**ACTION ITEM**
Could you repeat the listing below exactly while leaving its pictures behind?

**DATA TO PROCESS**

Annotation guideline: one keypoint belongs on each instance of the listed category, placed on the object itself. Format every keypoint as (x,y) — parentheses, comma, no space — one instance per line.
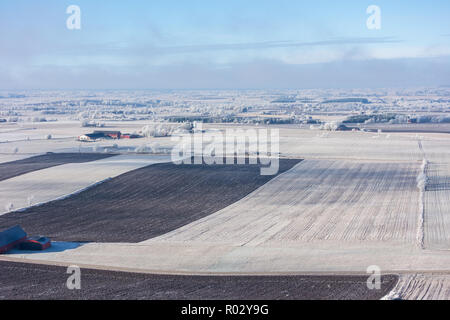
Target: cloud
(264,74)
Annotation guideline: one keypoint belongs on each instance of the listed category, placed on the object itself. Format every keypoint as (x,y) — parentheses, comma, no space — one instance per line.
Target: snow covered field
(352,203)
(52,183)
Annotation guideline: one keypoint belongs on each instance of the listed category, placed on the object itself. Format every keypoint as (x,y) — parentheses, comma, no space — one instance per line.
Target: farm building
(107,135)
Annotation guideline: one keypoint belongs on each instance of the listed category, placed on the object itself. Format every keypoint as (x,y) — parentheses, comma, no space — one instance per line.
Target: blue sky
(223,44)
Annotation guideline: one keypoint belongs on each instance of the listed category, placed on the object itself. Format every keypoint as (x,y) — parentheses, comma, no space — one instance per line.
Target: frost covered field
(333,216)
(354,201)
(56,182)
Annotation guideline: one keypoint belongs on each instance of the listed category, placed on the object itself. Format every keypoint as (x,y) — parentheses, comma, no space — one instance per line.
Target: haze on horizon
(230,45)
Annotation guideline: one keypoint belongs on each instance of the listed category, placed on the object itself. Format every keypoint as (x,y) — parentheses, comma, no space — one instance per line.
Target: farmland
(143,203)
(354,200)
(48,282)
(57,182)
(19,167)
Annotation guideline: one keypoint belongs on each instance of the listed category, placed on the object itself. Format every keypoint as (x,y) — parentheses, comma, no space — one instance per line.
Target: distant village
(102,134)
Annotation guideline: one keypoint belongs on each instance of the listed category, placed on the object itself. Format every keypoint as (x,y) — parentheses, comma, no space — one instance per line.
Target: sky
(199,44)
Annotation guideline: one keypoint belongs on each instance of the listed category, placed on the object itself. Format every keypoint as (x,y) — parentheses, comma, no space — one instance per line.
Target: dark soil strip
(143,203)
(16,168)
(31,281)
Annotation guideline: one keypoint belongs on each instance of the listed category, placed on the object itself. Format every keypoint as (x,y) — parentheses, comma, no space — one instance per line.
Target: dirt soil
(143,203)
(32,281)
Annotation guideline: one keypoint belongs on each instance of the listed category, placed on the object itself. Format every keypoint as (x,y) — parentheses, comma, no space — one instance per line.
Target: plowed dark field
(143,203)
(31,281)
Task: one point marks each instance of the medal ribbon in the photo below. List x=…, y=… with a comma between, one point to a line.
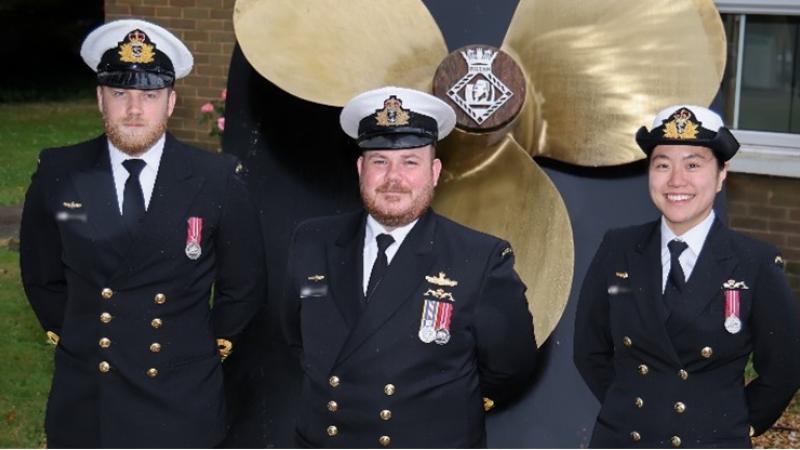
x=731, y=302
x=428, y=314
x=194, y=230
x=443, y=315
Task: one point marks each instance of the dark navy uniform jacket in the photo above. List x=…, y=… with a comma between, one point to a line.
x=677, y=379
x=370, y=380
x=137, y=363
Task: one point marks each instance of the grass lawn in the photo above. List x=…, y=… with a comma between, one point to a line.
x=27, y=363
x=27, y=128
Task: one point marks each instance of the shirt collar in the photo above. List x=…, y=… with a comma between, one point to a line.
x=695, y=237
x=399, y=234
x=152, y=156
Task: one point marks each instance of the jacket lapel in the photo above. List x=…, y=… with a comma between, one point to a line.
x=645, y=275
x=405, y=273
x=345, y=259
x=95, y=186
x=714, y=266
x=175, y=189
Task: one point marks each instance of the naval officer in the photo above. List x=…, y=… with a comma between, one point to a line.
x=408, y=325
x=671, y=311
x=122, y=238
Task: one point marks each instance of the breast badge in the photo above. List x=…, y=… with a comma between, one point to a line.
x=437, y=310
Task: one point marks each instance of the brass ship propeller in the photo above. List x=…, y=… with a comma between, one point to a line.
x=591, y=74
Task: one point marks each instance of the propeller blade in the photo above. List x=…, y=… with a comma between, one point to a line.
x=327, y=51
x=599, y=70
x=496, y=188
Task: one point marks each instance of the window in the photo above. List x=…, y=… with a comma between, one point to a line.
x=760, y=93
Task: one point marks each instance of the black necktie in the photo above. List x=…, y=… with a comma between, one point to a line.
x=133, y=198
x=381, y=262
x=676, y=281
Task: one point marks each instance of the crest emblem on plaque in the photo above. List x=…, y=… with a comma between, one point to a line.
x=479, y=93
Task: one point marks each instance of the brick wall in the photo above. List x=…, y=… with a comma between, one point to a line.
x=769, y=208
x=206, y=27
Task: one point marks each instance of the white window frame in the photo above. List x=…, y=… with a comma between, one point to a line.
x=766, y=153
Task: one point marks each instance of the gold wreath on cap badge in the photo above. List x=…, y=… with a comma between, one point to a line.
x=136, y=51
x=392, y=113
x=681, y=127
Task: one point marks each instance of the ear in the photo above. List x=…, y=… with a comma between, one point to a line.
x=437, y=169
x=359, y=165
x=100, y=99
x=173, y=96
x=722, y=175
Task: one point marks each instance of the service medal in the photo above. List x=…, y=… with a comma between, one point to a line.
x=193, y=251
x=426, y=331
x=194, y=233
x=733, y=324
x=442, y=336
x=427, y=334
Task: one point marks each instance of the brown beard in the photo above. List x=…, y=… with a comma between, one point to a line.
x=394, y=220
x=134, y=145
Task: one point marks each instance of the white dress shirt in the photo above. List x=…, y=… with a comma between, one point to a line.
x=695, y=238
x=371, y=245
x=147, y=177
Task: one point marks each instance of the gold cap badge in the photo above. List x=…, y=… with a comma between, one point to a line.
x=392, y=114
x=681, y=126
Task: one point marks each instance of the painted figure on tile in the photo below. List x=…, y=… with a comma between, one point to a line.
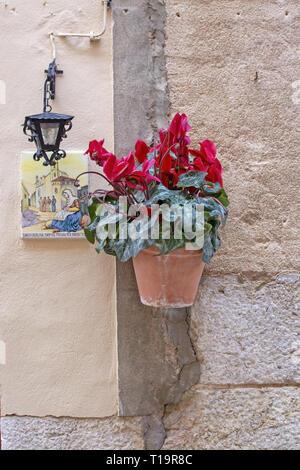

**SOLVED EXERCISE**
Annotation guideline: one keypoint belongs on each instance of the listed category, placed on the object itself. Format every keypoint as (x,y) — parentheses, comma, no space — one instance per line.
Target: cloud
(264,74)
Annotation guideline: one keypoint belongs on each instance of the listed category, placed on the object itself. Format every keypoint as (x,y) — parentheses, comma, no space — one instance per line.
Target: snow covered field
(352,203)
(52,183)
Annotation guideline: one keypoint belongs on each instance of the listed category, placed on the object itself. Format every keypoint as (x,y) — parentheses, comma, no space — one instance per line.
Target: farm building
(107,135)
Annotation guideline: one keypoint belongs on each instance of the listed category, placed on the object itself. Format every keypoint as (x,y) — parentheses, comma, no space — one instance per line.
Target: blue sky
(223,44)
Annotation guideline: one keypoint belongs on each instance of the listed category, placed on the object itself. Format every keypoint as (x,y) — parentheses, comma, no space — one instance per line.
Target: frost covered field
(333,216)
(354,201)
(56,182)
Annotation guideline: one keypoint belongs on each instance of the listed category, placed on the object itself. Format every keypoint as (x,y) — parentheses, comma, no space — one instance per line.
Target: haze on horizon
(230,45)
Annotation guideline: one keypoint belongs on each instance of the listed category, placed on the object itself. Format every keypoint as (x,y) — parentheses, comma, no space — one instance per line.
Target: farmland
(143,203)
(354,200)
(48,282)
(57,182)
(19,167)
Annotation guideline: one keypoint belongs on each instance of the listed category, placed on the object itself. Format every keypoint as (x,y) — parentheses, comma, no space — one instance per line.
Target: distant village
(102,134)
Annotation guideline: one keypoint belongs on each instance of the listed category, placed on the object itself. Format every keypoint as (x,y) — parentheses, comma, no space — one instance per line.
Target: sky
(199,44)
Annotation guideline: one keypoint belongs on each instance of the listed category, placed on the object itself. Format every keypoint as (x,y) — parentheses, comma, no space — one instance per line.
Target: dark soil strip
(143,203)
(16,168)
(31,281)
Annotation guideline: one keypoint belongs on each instance of the listed category, placed on the object itself. Format every keypoint as (x,y) — parentheses, comma, no space — one instance per line.
Target: dirt soil
(143,203)
(32,281)
Annotation guideline: one keypoint belongs on each instance of the listed category, placed on the object itself. Format every keypoint as (x,y) — parentheses, comma, no space — one instance per line.
Target: plowed dark field
(143,203)
(31,281)
Task: one point marks each instance of the medal ribbon in the photo below. List x=…, y=… with a comma between, one point to a line.
x=731, y=302
x=428, y=314
x=194, y=230
x=443, y=315
Task: one point marks each instance of the dark navy uniform jacket in the photo above. List x=…, y=… with a comma between, one point to a line.
x=677, y=379
x=370, y=380
x=137, y=363
Task: one point marks each instance of the grass lawn in the photo above. List x=…, y=… with a comma between, one point to a line.
x=27, y=363
x=27, y=128
Task: one point marks each instance of the shirt collar in the photo above. List x=…, y=… with a comma between, one point to a line.
x=695, y=237
x=399, y=234
x=152, y=156
Task: one point marks each instance of the jacket lapel in the photo above. List x=…, y=… with a comma between, one point to a line.
x=645, y=275
x=405, y=273
x=345, y=259
x=95, y=186
x=714, y=266
x=175, y=189
Task: one point marks each instance of the naval officer in the photo above. List x=…, y=… with a comma between, one point to a line.
x=408, y=325
x=671, y=311
x=122, y=238
Task: one point marks each instance of the breast badge in the photo above. List x=…, y=… with a comma between, one point to a line.
x=437, y=310
Task: one point marks each instance of the brass ship propeller in the photo above. List x=…, y=… with a comma between, one point to a line.
x=591, y=74
Task: one point marks each instance of the propeller blade in the photo above. List x=…, y=… with a comma between, one point to a line.
x=327, y=51
x=599, y=70
x=496, y=188
Task: one point marks each instance of the window in the photo above. List x=…, y=… with a comma between, one point to a line.
x=760, y=93
Task: one point marks each instance of the black necktie in the photo above. List x=…, y=… with a comma between, one point to a line.
x=133, y=198
x=381, y=262
x=676, y=281
Task: one point marks each instance of the crest emblem on plaque in the photo above. List x=…, y=… with a comma between, one point to a line.
x=479, y=93
Task: one point marks each instance of the brick wall in the photo above. List x=…, y=… with a comma between, one point to a line.
x=769, y=208
x=206, y=27
Task: one point marks each instance of the white window frame in the photo above. List x=…, y=… with a comma between, one point to a line.
x=766, y=153
Task: one point marks each instance of the gold wreath on cap badge in the photo above. List x=…, y=… with a comma between, one point to a line.
x=136, y=51
x=392, y=113
x=681, y=127
Task: one point marks each instance of the ear in the photo above. List x=…, y=… with a comma between, one point to a line.
x=437, y=169
x=359, y=165
x=100, y=99
x=173, y=96
x=722, y=175
Task: one point marks each instance of the service medal in the photo above. List x=…, y=… with a comma between, one point to a line.
x=193, y=251
x=426, y=331
x=194, y=233
x=733, y=324
x=442, y=336
x=427, y=334
Task: one point marks each instance of the brown beard in the photo above. List x=…, y=… with a comma between, one point to a line.
x=394, y=220
x=134, y=145
Task: one point marks each instance of the white dress shirt in the photo above. List x=…, y=… with a comma between, one point to a line.
x=695, y=238
x=371, y=245
x=147, y=177
Task: one point marks each instance of the gold cap badge in the photo above. List x=…, y=… with a comma between, one point to a line.
x=392, y=114
x=681, y=126
Task: one point marks each instance of the painted figure on tile in the photo below. List x=…, y=… with a comma between, one point to a line.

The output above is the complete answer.